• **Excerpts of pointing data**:
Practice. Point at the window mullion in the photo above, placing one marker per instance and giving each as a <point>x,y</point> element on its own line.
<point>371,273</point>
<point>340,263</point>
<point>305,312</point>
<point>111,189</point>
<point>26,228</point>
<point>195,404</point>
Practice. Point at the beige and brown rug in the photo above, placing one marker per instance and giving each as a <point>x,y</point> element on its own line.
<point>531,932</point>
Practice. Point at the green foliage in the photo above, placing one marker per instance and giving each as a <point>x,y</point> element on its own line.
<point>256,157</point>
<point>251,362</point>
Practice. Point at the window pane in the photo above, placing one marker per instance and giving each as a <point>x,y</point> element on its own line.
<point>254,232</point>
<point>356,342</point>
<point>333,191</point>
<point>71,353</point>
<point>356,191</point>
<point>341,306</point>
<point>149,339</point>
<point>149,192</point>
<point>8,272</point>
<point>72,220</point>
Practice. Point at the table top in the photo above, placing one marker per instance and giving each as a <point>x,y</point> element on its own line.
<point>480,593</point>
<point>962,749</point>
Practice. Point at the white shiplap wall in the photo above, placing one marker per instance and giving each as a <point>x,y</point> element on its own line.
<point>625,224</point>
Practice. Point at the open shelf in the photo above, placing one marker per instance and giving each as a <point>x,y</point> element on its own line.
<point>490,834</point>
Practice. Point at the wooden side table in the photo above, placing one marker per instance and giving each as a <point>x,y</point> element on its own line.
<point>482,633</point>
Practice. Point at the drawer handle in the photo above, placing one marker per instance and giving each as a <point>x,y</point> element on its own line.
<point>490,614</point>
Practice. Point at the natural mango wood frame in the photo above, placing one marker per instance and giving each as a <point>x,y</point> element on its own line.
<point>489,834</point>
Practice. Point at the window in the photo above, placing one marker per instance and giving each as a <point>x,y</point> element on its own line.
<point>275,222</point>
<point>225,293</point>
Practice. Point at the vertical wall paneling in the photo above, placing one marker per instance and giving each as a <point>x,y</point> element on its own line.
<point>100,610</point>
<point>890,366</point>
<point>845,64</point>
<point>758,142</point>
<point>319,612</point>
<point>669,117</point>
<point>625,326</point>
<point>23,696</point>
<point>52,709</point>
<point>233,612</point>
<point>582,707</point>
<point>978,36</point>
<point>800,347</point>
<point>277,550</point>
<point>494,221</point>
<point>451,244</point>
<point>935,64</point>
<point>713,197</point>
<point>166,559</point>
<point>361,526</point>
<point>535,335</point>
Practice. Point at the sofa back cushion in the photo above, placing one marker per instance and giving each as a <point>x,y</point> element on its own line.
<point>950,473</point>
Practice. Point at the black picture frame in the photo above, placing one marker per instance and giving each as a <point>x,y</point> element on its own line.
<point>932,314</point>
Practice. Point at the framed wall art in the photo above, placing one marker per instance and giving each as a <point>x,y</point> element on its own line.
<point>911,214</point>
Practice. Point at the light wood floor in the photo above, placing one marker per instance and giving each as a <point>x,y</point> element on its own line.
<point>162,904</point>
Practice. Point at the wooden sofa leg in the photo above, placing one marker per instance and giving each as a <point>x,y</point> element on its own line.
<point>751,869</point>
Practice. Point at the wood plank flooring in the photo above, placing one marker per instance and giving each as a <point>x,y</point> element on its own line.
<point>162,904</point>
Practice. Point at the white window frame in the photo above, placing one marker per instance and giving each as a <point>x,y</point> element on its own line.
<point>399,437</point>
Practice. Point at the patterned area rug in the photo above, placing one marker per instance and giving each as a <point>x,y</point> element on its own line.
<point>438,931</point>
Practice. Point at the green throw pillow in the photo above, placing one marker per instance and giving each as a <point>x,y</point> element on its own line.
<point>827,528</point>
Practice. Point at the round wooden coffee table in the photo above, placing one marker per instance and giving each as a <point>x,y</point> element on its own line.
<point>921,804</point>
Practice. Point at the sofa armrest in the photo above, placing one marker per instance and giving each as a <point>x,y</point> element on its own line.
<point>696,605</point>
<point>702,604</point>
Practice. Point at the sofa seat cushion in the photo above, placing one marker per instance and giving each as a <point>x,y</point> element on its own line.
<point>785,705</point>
* * *
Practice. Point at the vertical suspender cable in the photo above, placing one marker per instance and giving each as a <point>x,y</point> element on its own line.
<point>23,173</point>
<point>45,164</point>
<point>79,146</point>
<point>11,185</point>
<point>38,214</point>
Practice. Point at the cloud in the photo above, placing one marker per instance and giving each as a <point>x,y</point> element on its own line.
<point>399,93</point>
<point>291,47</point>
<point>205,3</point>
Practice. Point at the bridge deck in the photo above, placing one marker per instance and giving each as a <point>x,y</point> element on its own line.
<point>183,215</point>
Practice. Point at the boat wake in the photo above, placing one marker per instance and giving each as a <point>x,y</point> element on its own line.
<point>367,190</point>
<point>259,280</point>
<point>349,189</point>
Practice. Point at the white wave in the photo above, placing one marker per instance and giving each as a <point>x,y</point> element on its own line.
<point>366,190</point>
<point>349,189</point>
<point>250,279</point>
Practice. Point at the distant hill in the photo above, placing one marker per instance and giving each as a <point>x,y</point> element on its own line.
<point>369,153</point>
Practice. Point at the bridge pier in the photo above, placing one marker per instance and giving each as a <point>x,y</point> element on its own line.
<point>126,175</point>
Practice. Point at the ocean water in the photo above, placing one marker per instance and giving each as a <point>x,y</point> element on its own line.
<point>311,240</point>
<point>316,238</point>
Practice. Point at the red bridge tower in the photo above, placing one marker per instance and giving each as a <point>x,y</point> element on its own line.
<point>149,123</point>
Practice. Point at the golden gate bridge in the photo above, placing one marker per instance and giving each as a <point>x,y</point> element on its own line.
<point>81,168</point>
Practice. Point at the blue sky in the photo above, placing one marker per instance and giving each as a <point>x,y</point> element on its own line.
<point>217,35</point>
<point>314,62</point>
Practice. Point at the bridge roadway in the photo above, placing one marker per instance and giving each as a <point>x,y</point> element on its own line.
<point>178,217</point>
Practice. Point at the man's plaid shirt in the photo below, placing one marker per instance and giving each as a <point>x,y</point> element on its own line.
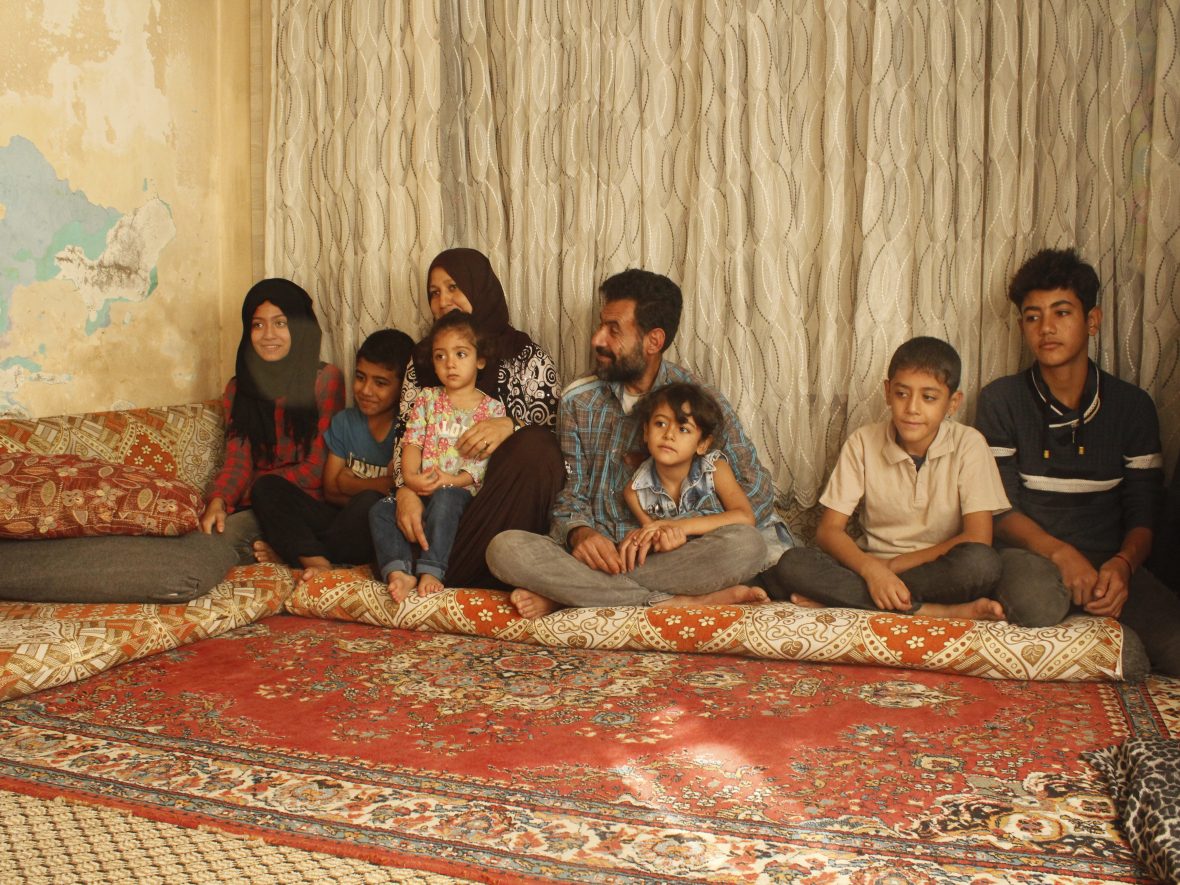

• **Exercise goal**:
Copy the lines from the one containing "Practice. Point at the distant" through the one containing "<point>126,175</point>", changing "bridge pier" to "bridge tower" and leaving everything else as it is.

• **Correct response**:
Practice. Point at the distant hill in the photo above, placing one marker per instance and giving each as a <point>x,y</point> element on its own line.
<point>369,153</point>
Practice. Point at the bridge tower in the photo above, placing one marker per instance and giving each as a <point>x,y</point> element on its own line.
<point>126,175</point>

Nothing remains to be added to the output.